**Your goal**
Repeat the data in full. Every line must match.
Start of Supplied data
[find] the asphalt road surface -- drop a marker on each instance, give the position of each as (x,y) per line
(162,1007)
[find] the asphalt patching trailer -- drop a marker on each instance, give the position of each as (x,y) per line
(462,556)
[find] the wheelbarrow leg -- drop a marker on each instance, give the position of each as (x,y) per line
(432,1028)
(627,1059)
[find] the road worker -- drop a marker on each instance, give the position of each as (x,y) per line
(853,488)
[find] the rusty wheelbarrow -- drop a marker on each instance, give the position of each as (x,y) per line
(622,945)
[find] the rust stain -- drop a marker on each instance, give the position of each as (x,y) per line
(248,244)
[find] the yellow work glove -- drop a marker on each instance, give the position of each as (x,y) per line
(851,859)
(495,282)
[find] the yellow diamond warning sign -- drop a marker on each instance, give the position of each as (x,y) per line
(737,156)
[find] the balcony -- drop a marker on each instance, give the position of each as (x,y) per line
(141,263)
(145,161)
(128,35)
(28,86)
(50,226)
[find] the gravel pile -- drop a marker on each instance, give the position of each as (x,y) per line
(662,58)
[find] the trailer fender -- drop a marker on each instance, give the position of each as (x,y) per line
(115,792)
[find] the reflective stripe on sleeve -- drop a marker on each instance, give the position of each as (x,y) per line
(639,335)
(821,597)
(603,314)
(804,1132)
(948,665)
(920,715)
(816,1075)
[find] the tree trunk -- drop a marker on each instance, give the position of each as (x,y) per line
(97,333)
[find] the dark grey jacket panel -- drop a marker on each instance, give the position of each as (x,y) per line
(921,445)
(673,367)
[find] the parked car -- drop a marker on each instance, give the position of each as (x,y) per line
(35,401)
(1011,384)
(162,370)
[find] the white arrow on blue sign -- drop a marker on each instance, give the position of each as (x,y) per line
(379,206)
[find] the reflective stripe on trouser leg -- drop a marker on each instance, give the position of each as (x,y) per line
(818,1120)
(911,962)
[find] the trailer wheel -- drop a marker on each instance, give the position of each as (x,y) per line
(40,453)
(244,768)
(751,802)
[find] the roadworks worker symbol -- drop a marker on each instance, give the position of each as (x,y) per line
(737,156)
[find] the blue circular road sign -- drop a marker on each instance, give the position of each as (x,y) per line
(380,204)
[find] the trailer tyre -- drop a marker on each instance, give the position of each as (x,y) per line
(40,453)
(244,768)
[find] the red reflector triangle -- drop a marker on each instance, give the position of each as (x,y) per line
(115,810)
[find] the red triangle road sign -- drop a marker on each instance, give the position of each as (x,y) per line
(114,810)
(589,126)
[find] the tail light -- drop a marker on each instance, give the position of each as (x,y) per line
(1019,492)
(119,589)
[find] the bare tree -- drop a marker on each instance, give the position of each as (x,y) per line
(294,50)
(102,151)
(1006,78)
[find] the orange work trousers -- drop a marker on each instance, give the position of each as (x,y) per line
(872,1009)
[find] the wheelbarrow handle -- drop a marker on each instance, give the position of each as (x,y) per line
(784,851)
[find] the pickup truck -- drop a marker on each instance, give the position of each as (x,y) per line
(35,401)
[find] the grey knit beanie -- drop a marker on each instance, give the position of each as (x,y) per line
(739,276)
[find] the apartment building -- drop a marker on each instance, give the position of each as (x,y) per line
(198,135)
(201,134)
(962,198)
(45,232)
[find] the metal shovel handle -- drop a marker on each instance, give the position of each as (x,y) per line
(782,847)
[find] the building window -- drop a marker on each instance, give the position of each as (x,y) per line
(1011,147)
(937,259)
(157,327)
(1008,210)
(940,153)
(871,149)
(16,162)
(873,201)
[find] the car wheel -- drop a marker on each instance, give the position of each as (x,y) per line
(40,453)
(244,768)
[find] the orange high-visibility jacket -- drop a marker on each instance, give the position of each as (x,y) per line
End of Supplied data
**Task solution**
[find] the asphalt road surface -- drop a marker on each instance, give the position of each as (x,y) per line
(162,1007)
[find] the asphalt patching trailer -- drop a marker on each instance, give the position of each as (x,y) per line
(462,556)
[find] the wheelbarrow leg -- drop a marker on each instance, give the position of each as (x,y) per line
(432,1028)
(627,1059)
[find] the road worker -- drop a marker on each instance, give the position of each as (x,y) per line
(853,488)
[find] the rusty wheelbarrow -- drop a marker on each instance, give the position of each as (x,y) per line
(622,945)
[find] the rust stain -- drop a marker on each instance, give the position of each as (x,y) per line
(248,244)
[find] the yellow work glove -- drop a marker on each instance, give the position of each as (x,y) per line
(851,859)
(495,282)
[find] the yellow diamond warning sign -- drop a marker on each instance, give the position of each as (x,y) per line
(737,156)
[find] the balcony -- drop a marker on each instance, give the position of each as (x,y) per line
(141,263)
(145,161)
(128,35)
(28,86)
(50,226)
[find] the gravel pile -- drop a marker on each instance, give the position of each as (x,y) per line
(662,58)
[find] the trailer fender -- drop a marker on each instance, give the position of each as (x,y) per line
(115,792)
[find] the reflective stripe on sleeve -- drop a marker on each instance, give the position of each as (x,y) per line
(639,335)
(821,597)
(603,314)
(804,1132)
(948,665)
(920,715)
(816,1075)
[find] the tree trunk -- drop a marker on each instance, give the position of each as (x,y) per line
(97,333)
[find] the dark grey jacket panel -- drop a marker on each instance, give the position of each as (x,y) per line
(921,445)
(673,367)
[find] the parked car -- drop a marker on each instance, give the position of each as (x,y) per line
(35,401)
(1011,384)
(162,370)
[find] the white arrow on blue sign -- drop a marker on each instance, give the position of each as (x,y) per line
(379,206)
[find] the reflective stripe on trouser leg -- drop a marker on each instance, give the position of each as (x,y) per line
(818,1120)
(911,962)
[find] the trailer wheel -- drop a marker on each instance, give the position of each as (x,y) per line
(40,453)
(244,768)
(751,802)
[find] the roadworks worker symbol -- drop a marker on each instance, give the position of each as (x,y) per line
(737,156)
[find] the blue circular road sign -- drop a marker on each instance, give the position of each as (x,y) per line
(380,204)
[find] the trailer tyre -- drop a marker on each instance, give the position of each as (x,y) per line
(40,453)
(244,768)
[find] the red reflector triangle -- drop a marker on each instance, give the position of each as (x,y) per line
(115,810)
[find] the red triangle road sign -- drop a marker on each instance, give the position of each as (x,y) per line
(114,810)
(589,126)
[find] the tail light -- drop a marker on each instance, give the position of each as (x,y) per line
(1019,492)
(119,589)
[find] the bare tree -- drop a marker on each instance, give the position of each as (x,y) per line
(294,50)
(102,151)
(1006,78)
[find] the orange work trousers -- drop a marker on each instance, give the position of each as (x,y) per line
(872,1009)
[find] the wheelbarrow handle -- drop a marker on each instance, give the position of each as (x,y) per line
(784,851)
[find] the pickup truck -- drop a marker on each instance, give the position of each as (x,y) per line
(35,401)
[find] the grey knit beanie -- drop a marker on each instance, give the position of each as (x,y) per line
(739,276)
[find] the apartment building -- drop a marker on each instance, give the position of each as (x,y) per line
(198,135)
(201,134)
(962,198)
(45,232)
[find] the metal shovel handle -- drop a marker on each instance, give the position of each as (x,y) per line
(782,847)
[find] the building window -- drop a marker on each instance, give the position of each as (x,y) per line
(1011,147)
(937,259)
(157,327)
(1008,210)
(940,153)
(871,149)
(16,162)
(873,201)
[find] the car wheel -- drop a marker on each instance, give the position of each as (x,y) per line
(40,453)
(244,768)
[find] the orange high-visibility jacket -- drop a marker on each instance, give the position of each as (x,y) per line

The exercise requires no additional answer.